**Recorded data:**
BEGIN
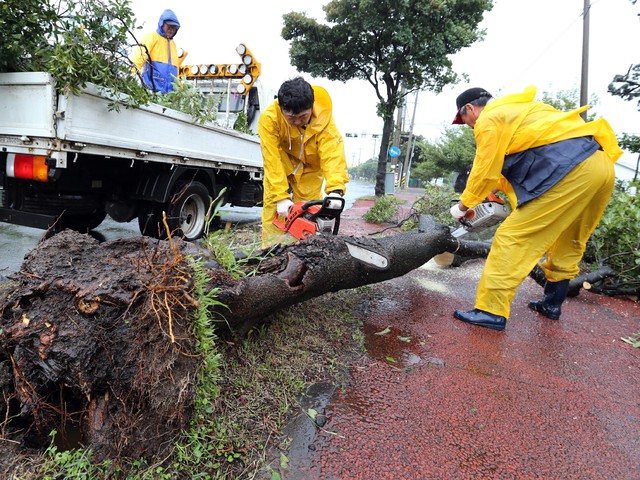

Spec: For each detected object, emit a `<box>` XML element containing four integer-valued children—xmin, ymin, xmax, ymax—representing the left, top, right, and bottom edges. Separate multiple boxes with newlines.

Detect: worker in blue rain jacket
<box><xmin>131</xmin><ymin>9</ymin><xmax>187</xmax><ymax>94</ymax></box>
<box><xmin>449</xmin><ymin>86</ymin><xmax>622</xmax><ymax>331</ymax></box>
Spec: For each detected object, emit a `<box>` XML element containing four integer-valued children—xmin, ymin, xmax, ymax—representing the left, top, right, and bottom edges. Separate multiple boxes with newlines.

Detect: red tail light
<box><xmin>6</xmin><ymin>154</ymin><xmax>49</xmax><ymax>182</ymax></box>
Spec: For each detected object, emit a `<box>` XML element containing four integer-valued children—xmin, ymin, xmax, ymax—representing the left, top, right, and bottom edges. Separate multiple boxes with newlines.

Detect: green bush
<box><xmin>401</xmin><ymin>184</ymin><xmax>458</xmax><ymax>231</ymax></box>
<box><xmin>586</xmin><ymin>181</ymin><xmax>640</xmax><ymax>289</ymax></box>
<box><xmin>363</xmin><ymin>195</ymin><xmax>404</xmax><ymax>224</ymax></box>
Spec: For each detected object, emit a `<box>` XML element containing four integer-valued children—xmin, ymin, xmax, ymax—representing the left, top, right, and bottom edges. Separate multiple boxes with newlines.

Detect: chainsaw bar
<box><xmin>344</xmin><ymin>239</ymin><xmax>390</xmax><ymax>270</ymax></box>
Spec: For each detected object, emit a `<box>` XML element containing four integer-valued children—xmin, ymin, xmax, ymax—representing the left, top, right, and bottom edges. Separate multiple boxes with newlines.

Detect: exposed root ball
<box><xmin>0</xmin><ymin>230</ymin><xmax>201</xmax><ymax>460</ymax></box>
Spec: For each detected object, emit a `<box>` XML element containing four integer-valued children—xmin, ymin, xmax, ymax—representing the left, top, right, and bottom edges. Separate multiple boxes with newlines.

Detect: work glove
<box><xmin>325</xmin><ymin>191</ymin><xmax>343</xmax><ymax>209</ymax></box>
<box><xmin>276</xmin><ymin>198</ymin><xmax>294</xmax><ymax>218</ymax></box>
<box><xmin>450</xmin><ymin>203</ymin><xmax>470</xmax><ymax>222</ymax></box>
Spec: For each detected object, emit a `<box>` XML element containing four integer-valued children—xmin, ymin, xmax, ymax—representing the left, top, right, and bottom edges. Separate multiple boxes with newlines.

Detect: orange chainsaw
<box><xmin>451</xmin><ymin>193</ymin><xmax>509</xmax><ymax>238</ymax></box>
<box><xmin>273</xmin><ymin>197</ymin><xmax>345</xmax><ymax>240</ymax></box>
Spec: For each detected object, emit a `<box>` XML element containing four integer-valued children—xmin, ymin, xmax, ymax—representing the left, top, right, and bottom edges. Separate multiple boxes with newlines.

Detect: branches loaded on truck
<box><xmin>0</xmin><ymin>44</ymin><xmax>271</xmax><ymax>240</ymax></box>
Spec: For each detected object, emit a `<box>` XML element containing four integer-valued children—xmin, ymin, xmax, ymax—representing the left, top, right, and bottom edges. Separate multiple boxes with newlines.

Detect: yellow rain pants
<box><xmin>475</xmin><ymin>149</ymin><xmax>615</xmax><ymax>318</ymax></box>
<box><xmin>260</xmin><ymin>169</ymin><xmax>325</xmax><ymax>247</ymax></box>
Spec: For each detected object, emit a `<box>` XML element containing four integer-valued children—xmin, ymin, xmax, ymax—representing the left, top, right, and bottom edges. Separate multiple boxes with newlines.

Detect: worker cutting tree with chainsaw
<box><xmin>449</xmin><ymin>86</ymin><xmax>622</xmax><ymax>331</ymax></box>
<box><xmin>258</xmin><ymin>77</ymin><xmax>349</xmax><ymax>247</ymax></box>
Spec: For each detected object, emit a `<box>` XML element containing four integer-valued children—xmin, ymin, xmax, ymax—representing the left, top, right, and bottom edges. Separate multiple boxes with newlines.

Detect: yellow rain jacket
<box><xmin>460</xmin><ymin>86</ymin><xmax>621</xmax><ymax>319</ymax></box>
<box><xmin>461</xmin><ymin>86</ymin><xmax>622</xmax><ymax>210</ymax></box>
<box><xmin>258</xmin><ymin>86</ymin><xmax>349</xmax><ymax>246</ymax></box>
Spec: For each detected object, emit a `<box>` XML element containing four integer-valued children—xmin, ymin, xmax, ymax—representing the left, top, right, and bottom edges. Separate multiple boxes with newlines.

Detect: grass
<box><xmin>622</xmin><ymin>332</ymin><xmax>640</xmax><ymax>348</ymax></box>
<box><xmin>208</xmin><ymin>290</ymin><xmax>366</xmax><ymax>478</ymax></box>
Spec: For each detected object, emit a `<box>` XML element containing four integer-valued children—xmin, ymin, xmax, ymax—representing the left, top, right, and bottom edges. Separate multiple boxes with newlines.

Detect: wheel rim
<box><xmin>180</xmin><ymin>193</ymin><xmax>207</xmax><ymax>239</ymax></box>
END
BEGIN
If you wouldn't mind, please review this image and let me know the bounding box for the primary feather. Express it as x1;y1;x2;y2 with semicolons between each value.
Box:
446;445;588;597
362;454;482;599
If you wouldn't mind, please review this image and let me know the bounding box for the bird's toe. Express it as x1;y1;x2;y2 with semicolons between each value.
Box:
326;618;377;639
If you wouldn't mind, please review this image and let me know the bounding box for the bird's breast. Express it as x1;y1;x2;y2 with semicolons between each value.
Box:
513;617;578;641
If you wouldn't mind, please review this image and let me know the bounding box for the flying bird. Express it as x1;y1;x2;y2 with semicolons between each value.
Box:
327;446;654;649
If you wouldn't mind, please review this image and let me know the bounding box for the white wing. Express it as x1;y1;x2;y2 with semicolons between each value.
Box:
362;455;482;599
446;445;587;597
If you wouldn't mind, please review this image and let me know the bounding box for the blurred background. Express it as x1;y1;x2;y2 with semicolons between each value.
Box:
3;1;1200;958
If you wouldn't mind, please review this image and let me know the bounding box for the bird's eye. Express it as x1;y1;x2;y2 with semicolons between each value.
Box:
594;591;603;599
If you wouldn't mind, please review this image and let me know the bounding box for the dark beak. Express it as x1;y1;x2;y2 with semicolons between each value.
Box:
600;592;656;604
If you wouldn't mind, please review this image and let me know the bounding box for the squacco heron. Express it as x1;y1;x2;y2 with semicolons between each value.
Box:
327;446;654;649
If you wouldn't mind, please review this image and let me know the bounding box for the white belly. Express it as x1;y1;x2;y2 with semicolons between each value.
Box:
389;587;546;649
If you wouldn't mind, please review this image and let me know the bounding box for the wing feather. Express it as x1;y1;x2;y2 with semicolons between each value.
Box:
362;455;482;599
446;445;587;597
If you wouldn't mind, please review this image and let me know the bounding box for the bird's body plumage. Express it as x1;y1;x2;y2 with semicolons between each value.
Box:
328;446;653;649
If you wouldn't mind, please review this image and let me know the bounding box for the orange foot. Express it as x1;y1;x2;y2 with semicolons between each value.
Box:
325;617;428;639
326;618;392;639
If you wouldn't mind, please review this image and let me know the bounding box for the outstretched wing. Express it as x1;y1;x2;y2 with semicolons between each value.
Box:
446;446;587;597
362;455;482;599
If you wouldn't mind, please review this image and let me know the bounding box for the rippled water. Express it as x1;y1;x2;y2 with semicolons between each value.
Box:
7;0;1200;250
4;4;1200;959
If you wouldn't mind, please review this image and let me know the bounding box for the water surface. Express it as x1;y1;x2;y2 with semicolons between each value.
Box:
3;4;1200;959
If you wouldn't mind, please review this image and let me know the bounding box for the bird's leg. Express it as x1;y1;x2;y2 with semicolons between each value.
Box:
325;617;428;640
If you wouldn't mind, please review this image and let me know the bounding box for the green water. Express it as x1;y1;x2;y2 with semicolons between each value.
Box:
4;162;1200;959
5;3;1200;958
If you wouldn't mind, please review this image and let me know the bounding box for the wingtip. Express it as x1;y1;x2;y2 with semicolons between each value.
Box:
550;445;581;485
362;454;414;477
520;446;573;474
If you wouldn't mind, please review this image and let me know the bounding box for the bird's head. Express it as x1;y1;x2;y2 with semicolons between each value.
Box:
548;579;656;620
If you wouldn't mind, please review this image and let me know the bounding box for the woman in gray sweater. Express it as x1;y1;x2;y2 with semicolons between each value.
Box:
END
**PROBLEM DETAILS:** Please find every line in the records that contains the word "feather", and copy it out.

**EXERCISE RESULT:**
If you wouldn't mind, please review this image and let me know the bounding box for the primary feather. Express it as x1;y1;x2;y2 with semicolons between each value.
If you wouldn't mind, please review this image and let me know the bounding box for the wing feather. Express it as x1;y1;x2;y2 with semicolons between each value.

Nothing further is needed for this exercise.